## [Problem to work on]
Can you express the items below as a two-column CSV with the header text,answer, one row per item, covering only the part that opens with the line containing "Note: we are tagging the gray" and closes with the line containing "[(118, 22)]"? Put each item's text and its answer in one quoted field apiece, with line breaks turned into spaces.

## [Input]
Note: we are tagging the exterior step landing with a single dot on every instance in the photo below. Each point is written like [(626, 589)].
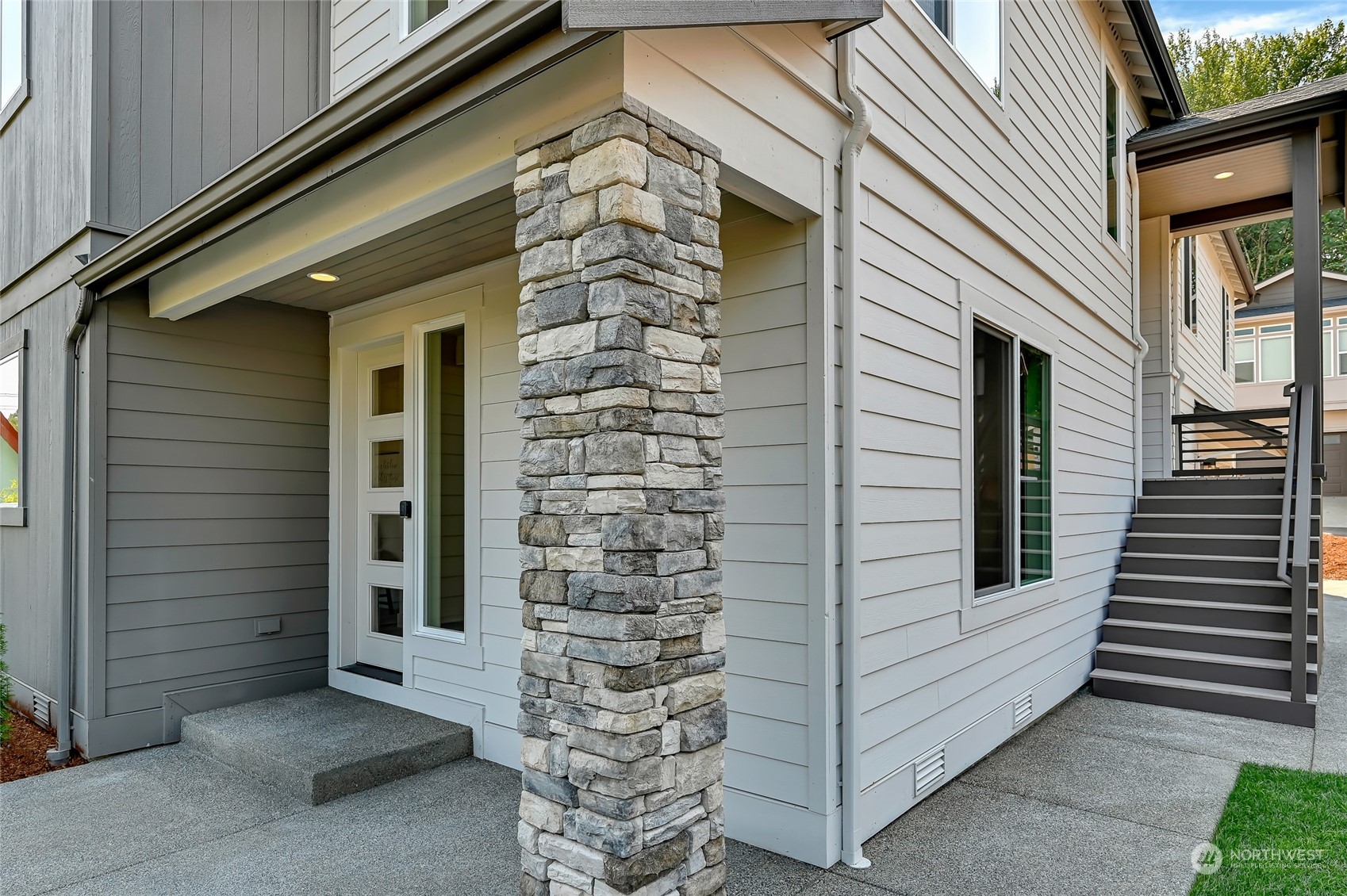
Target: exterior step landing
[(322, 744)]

...

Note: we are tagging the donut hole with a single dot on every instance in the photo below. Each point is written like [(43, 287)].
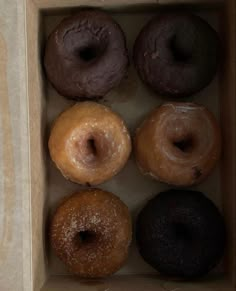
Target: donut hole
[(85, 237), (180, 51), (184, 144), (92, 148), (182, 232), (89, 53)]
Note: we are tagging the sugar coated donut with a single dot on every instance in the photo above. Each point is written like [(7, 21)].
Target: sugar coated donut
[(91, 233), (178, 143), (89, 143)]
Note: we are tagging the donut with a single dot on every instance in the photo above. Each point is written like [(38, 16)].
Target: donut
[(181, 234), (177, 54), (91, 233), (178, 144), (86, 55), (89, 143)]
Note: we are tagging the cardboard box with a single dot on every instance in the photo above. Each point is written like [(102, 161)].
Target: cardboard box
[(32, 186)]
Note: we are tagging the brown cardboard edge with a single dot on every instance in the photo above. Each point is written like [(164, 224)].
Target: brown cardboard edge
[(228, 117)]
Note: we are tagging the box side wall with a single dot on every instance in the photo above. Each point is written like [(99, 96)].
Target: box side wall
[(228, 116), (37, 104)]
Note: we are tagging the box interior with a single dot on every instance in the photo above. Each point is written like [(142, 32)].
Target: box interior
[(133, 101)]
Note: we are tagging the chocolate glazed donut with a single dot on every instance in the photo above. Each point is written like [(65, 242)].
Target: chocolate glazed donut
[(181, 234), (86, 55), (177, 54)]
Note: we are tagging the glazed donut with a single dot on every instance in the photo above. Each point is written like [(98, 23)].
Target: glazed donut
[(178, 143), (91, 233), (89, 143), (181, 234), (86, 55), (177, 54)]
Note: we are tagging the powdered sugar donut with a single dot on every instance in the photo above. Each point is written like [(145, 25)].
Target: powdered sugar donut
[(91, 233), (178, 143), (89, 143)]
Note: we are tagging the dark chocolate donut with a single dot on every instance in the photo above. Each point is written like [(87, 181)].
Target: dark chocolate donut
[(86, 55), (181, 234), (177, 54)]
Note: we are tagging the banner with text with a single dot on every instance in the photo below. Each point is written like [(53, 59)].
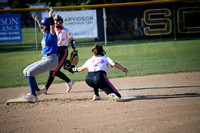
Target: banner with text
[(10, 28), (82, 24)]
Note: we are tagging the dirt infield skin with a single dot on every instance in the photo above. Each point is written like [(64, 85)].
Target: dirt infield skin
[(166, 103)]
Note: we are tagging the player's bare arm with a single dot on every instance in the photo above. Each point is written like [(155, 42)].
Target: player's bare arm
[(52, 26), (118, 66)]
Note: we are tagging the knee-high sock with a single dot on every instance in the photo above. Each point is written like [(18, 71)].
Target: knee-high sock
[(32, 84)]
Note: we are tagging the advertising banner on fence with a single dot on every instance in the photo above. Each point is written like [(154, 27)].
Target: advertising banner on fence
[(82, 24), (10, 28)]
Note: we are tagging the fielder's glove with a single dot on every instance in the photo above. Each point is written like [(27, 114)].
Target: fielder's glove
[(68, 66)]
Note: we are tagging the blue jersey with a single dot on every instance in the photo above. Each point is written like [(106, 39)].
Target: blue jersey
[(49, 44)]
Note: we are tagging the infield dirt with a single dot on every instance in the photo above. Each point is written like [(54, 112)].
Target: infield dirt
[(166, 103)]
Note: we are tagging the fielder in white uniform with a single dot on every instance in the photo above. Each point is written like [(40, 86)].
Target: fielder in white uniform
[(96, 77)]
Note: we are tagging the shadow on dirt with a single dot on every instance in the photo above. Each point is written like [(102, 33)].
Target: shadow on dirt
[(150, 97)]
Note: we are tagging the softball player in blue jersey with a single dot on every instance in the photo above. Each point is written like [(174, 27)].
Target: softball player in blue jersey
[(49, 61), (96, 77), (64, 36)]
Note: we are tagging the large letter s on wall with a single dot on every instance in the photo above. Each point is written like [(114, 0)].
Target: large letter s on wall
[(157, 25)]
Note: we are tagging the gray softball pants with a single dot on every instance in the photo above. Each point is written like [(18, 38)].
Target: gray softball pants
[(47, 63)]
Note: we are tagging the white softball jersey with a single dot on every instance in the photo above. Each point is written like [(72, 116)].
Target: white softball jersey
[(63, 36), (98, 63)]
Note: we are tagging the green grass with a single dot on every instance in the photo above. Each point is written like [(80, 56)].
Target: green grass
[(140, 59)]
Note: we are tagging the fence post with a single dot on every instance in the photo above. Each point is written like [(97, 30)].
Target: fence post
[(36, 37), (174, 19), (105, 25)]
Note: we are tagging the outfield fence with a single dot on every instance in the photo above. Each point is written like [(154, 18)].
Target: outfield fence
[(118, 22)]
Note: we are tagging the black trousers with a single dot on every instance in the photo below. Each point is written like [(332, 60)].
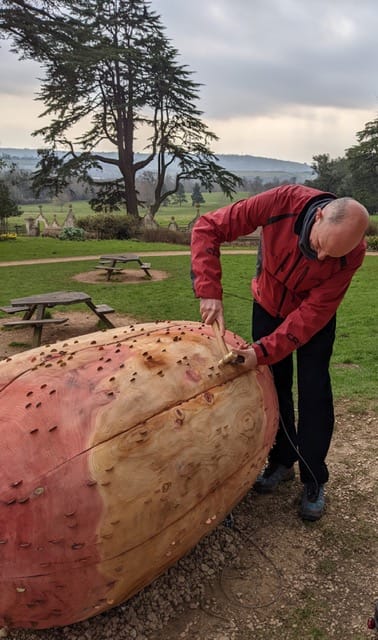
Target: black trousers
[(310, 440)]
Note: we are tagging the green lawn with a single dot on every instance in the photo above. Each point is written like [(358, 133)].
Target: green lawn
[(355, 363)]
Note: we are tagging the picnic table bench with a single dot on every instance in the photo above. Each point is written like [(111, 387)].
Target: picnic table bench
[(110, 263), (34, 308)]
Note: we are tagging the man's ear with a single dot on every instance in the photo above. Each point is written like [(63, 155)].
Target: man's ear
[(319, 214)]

## [Solution below]
text,answer
"Note: we are tagging the gray softball pants with a single dot on every instance in the photo above. Each point is written like [(18, 38)]. Target: gray softball pants","[(47, 63)]"
"Note: we are tagging the white softball jersey with a single dot on every instance in the photo above. Each point is written like [(72, 116)]. Target: white softball jersey","[(63, 36), (98, 63)]"
"Note: we are tagging the green grass with a single dot on every instance in the photo above. Each point is written like [(80, 56)]. Target: green grass","[(140, 59)]"
"Note: we are tagging the fence post with a single dot on every instance in the photo above. Each point is written like [(97, 30)]. Target: fence post","[(36, 37), (174, 19), (105, 25)]"
"Note: we are tagging the outfield fence with a single dot on every instance in the photo above. Each point is written like [(154, 18)]. Target: outfield fence","[(118, 22)]"